[Start of Document]

[orca-list] Intro and Issues
- From: James Dietz <jdietz oberlin edu>
- To: orca-list gnome org
- Subject: [orca-list] Intro and Issues
- Date: Wed, 28 Jan 2009 04:19:14 -0500
Hi everyone. I'm James, and I've been interested in Linux for a while
(only using it on and off for about a year). I've been a long time
windows user, reasonably accomplished mac person and moderate newbie
linux user. If you want to know anything else (perhaps as a part of
some sort of initiation ceremony) let me know.
I've recently purchased an Asus Eeepc 1000 (with the apparently
inaccessible xandros). In order to prepare myself to use Ubuntu full-
time I installed it once again on my reasonably powerful Toshiba (1.8
ghz mobile processor, 1 gig of ram, which is comparable to the 1.6 ghz
atom and 1 gig of ram on the new Eee) and have had a much smoother
time than I have on either 7.10 gutsy or 8.04 hardy ubuntu releases.
Sure the internet is a little sluggish (especially when navigating in
reverse by webpage element for some reason) but it worked for me.

[End of Document]
[Start of Entries provided]

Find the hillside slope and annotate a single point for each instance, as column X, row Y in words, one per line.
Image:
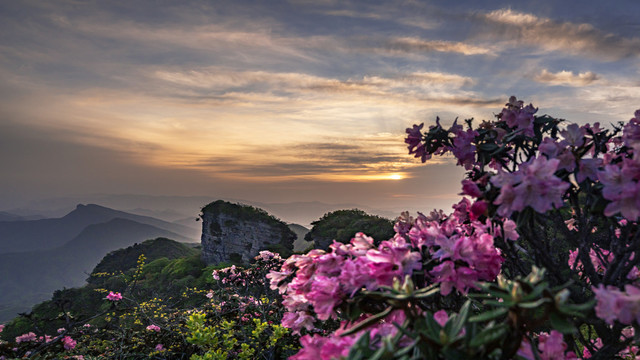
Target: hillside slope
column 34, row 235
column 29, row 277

[End of Entries provided]
[Start of Entries provided]

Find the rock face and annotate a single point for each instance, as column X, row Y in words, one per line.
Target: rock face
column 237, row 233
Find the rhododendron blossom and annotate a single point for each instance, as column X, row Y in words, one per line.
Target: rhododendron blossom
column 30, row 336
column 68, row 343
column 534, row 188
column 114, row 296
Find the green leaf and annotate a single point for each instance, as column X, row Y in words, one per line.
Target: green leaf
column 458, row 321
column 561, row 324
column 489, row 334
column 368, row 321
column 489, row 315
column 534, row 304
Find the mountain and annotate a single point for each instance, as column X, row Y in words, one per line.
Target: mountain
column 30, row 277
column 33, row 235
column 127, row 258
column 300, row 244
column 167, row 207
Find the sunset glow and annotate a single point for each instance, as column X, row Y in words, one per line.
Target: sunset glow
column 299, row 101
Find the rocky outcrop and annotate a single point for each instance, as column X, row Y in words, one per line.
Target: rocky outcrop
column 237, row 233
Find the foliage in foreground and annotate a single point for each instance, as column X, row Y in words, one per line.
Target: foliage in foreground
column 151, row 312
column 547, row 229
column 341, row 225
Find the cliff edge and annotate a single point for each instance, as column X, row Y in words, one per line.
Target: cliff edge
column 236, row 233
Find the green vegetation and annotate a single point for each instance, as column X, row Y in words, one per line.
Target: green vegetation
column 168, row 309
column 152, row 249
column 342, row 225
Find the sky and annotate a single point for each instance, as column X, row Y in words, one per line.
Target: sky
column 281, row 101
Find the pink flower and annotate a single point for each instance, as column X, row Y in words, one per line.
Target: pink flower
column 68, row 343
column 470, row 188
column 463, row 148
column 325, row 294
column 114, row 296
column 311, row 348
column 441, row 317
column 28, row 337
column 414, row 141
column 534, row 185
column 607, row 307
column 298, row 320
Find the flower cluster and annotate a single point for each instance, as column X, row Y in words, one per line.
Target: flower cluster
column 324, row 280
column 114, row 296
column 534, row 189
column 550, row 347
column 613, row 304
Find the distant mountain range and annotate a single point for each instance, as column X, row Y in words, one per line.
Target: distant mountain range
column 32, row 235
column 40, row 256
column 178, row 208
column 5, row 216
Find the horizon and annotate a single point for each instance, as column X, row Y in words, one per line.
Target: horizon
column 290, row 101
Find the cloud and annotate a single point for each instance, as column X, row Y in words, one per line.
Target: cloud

[End of Entries provided]
[Start of Entries provided]

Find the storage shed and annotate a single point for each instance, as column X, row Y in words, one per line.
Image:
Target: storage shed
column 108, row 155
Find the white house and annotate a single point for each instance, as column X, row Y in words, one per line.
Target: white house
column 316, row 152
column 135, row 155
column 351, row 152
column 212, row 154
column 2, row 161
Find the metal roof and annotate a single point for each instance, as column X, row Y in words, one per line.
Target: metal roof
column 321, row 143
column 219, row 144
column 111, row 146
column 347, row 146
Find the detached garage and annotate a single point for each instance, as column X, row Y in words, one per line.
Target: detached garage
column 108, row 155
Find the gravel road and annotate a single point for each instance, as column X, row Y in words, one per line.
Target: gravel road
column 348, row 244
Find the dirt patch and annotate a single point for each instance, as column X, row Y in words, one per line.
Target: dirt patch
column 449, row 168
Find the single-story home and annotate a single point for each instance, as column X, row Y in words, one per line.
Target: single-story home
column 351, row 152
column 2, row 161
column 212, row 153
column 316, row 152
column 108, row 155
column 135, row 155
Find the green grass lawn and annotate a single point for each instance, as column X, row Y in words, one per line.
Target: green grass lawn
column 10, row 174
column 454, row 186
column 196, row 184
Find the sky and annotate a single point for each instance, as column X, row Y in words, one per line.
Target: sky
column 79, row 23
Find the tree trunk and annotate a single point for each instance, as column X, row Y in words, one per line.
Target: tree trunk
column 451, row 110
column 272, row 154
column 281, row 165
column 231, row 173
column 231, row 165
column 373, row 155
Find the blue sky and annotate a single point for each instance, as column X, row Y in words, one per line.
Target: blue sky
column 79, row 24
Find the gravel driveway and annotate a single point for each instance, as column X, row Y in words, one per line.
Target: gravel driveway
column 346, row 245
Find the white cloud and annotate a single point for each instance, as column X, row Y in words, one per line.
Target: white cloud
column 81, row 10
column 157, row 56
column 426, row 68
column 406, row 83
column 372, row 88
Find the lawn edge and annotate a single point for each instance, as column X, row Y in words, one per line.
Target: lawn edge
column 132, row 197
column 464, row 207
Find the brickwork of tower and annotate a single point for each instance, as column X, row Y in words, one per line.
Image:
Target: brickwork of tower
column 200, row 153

[End of Entries provided]

**Exercise brief:** Write the next part of the orca-list introduction post about moving to Ubuntu, picking up after its last sentence.

**Task response:**
I've found that on the netbook things are significantly slower and the
fan starts up only a few minutes of using firefox and other apps with
speech. This isn't a problem as it has worked (though a tiny bit more
loudly than I would've liked).
After having lots of issues (mostly results of my hacking around --
moving home directory onto it's own partition post-install was a
particular problem) I thought I had a moderately stable system...
until Orca started randomly baling out on me. The past few times I've
booted the Eee, gnome starts fine (I get the login sound), orca boots
up, I go on the net to do some thing or other and either in the middle
of a sentence or while not speaking in the first place speech drops
out. Rebooting X, running "orca" in the "run application" dialog gets
me nowhere. Usually rebooting X, running "killall orca" followed by a
restart worked fine under the old toshiba but not now for some
reason. X reboots and I get the login sound but no orca! I have to
power down the Eee, power it up and then I only get a few minutes of
usage. I don't think it's an espeak issue (as I can get espeak to talk
through the run dialog post-orca-crash) and I don't know enough about
gnome-speech to start investigating there.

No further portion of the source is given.